# [What you are asked to do]
Add 33 to every number in the point coordinates across the stretch from the line containing "Identify the wood plank" through the end of the entries. Give back all the lines of that stretch, including the labeling lines.

— Start of Supplied material —

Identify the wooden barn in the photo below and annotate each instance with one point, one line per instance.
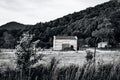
(103, 45)
(62, 42)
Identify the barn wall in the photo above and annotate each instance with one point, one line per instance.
(57, 44)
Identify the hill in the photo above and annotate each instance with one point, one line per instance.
(101, 22)
(13, 26)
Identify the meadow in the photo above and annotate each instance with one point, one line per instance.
(66, 58)
(60, 65)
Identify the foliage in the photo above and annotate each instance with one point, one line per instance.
(26, 53)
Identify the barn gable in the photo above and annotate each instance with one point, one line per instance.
(61, 42)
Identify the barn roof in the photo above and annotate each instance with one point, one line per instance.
(66, 37)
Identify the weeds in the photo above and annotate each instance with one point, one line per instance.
(110, 71)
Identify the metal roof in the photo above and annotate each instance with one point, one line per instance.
(65, 37)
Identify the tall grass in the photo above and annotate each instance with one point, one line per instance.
(89, 71)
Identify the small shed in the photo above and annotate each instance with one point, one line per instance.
(103, 45)
(62, 42)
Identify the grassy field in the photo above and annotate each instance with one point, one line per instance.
(7, 59)
(72, 66)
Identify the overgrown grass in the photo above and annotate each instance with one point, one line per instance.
(89, 71)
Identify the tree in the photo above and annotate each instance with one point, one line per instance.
(26, 53)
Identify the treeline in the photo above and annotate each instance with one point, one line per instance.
(101, 22)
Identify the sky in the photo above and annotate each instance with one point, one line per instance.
(34, 11)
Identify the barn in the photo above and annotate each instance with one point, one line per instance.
(62, 42)
(102, 44)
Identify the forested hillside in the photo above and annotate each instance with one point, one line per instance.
(101, 22)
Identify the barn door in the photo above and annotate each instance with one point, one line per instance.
(65, 46)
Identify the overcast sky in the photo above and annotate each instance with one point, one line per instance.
(34, 11)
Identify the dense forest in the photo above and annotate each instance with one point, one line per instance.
(101, 22)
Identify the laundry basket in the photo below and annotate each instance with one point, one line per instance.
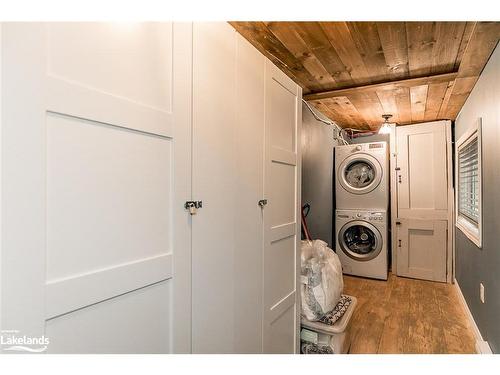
(331, 339)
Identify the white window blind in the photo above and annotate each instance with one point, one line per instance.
(468, 172)
(468, 180)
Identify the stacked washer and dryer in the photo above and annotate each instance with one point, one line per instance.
(362, 201)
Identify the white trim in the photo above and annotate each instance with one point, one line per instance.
(475, 234)
(482, 346)
(393, 196)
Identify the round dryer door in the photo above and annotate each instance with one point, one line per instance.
(360, 240)
(360, 173)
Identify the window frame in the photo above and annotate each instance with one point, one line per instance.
(466, 225)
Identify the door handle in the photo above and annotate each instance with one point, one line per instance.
(193, 206)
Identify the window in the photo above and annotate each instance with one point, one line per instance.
(468, 201)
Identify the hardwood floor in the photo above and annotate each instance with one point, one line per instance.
(403, 315)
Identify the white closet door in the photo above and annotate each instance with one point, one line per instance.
(423, 174)
(281, 224)
(214, 168)
(249, 185)
(95, 149)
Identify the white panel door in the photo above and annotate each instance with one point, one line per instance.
(420, 249)
(423, 174)
(281, 228)
(424, 189)
(214, 168)
(249, 185)
(96, 168)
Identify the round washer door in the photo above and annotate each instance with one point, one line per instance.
(360, 240)
(360, 173)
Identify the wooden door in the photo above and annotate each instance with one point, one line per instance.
(95, 171)
(281, 228)
(423, 200)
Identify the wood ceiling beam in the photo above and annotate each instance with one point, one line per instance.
(391, 85)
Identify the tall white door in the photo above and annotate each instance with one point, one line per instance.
(423, 200)
(95, 250)
(281, 228)
(214, 167)
(228, 174)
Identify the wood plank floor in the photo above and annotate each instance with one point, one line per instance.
(403, 315)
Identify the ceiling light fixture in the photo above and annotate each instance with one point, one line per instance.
(386, 126)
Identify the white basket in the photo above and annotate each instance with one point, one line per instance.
(337, 336)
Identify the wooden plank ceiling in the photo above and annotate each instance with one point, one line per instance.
(354, 72)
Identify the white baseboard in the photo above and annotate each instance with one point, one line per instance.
(482, 346)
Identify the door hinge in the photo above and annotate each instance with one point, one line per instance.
(193, 206)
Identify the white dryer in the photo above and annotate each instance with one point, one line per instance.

— End of Supplied material —

# [In response]
Identify the wood plank floor in the photo above and annotate each instance with one point, one line per instance.
(436, 348)
Identify the ceiling light fixture in the photo above and annotate each instance with one point, one line per instance.
(419, 159)
Identify the white basket in the photo above and annotate each instance with one point, one line per instance.
(370, 369)
Identify the wooden plank ceiling in the photo above and annotate each instance with one point, one line per instance.
(387, 105)
Identify the white baseboard in the photo above and annotate each instance with one point, one line per instance.
(515, 379)
Identify the door hinge in the photo above and annotate each instance with one point, one line per instance.
(226, 239)
Identify the white dryer in the photo above and annotate each instance with one point, one line per instance.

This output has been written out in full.